(Stored dataset items)

════

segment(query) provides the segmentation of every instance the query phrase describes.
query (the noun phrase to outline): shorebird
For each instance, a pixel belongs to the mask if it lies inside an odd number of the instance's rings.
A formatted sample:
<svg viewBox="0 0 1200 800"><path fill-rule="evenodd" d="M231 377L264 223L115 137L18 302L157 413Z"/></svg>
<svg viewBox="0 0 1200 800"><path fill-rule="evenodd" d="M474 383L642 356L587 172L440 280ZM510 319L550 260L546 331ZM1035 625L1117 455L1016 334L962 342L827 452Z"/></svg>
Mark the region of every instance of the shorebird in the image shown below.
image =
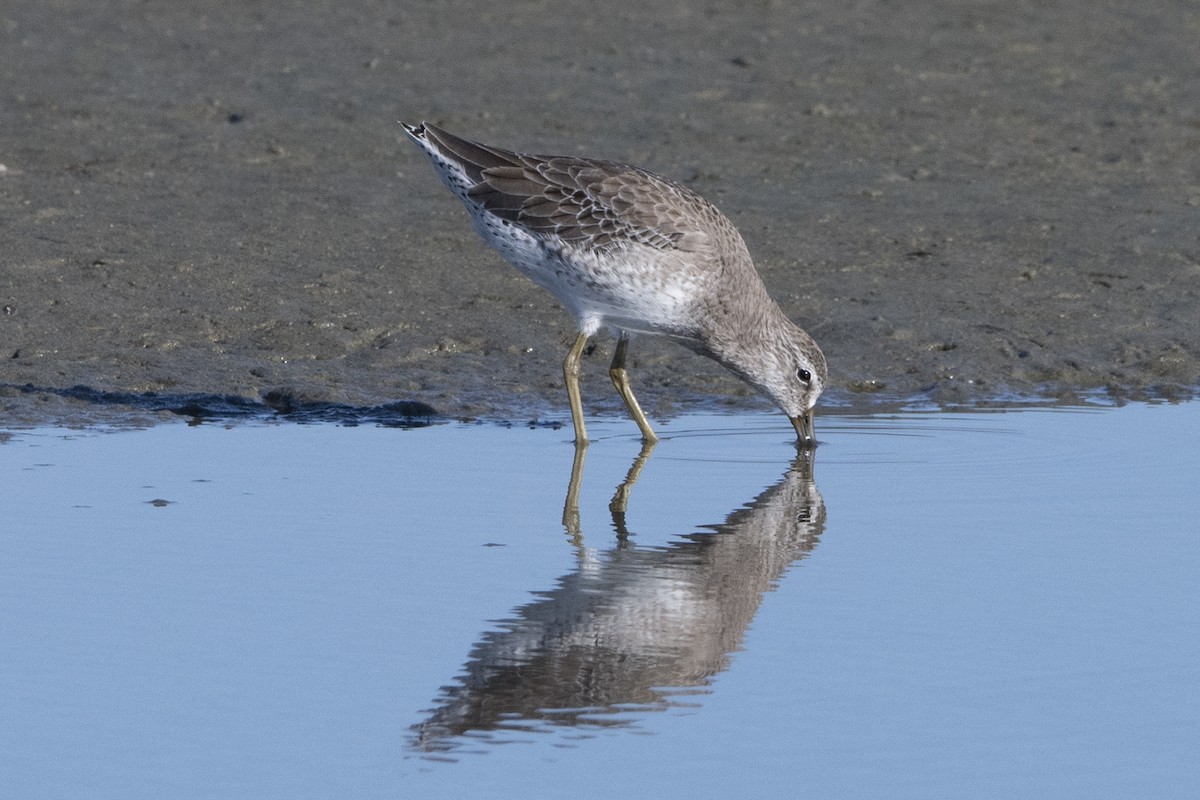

════

Exercise prompt:
Revise the rows above by replacing "shorebird" with "sandpiper" throughout, leaving everything else unchanged. Omit the pictures from your output.

Solution for this exercise:
segment(query) provides the segmentation of every instance the query phrase describes.
query (the noun phrase to outline): sandpiper
For each instance, a pixel belongs to the mask if it lies inside an odd number of the instance's rings.
A formatted sample:
<svg viewBox="0 0 1200 800"><path fill-rule="evenodd" d="M231 377L264 223L115 137L18 302L157 413Z"/></svg>
<svg viewBox="0 0 1200 800"><path fill-rule="evenodd" d="M474 383L642 356L587 172L440 280ZM510 319L550 260L546 331ZM1035 625L1117 455L1016 334L962 342L827 452Z"/></svg>
Mark the region of every instance of the sandpiper in the image shown below.
image =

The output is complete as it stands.